WORK REQUEST
Whenever a line in the entries below contains "each", copy that line.

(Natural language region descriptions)
++++++++++++++++++++
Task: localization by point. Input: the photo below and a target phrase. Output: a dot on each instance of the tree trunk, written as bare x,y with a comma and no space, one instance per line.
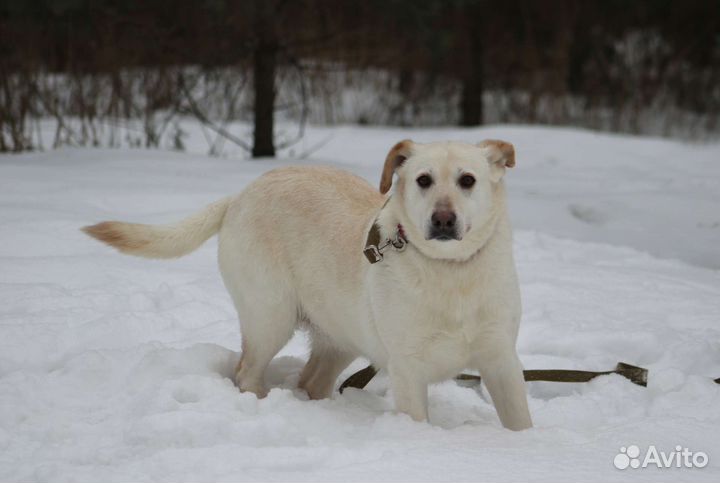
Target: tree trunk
264,66
471,105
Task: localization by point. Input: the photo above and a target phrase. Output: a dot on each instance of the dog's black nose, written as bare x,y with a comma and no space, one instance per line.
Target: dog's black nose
++++++++++++++++++++
REPLY TO THE TASK
Task: localization by point. Input: the photo below and a target phrase. Output: a dot on each instance of the tree trunk, written as bare x,y with a comma and no space, one instance per line.
Task: localization by point. Input: the photo above and a target phrase. Output: a dot on each instance of the dog's black nose, written as bare x,y with a comma and no space, one instance per line.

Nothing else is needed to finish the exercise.